[Records from a dataset]
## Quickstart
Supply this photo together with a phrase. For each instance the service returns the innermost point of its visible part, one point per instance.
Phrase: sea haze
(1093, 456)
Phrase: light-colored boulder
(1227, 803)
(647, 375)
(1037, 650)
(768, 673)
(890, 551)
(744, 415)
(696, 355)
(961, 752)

- The task -
Your reply should contain every record, unchanged and complete.

- Your response -
## Quickstart
Supply this photo together with a phrase. For each instance the service returns the innermost point of its visible part, one point per instance.
Phrase: sea haze
(1093, 456)
Phrase: light-colored boulder
(1227, 803)
(647, 375)
(1037, 650)
(768, 673)
(890, 551)
(744, 415)
(696, 355)
(961, 752)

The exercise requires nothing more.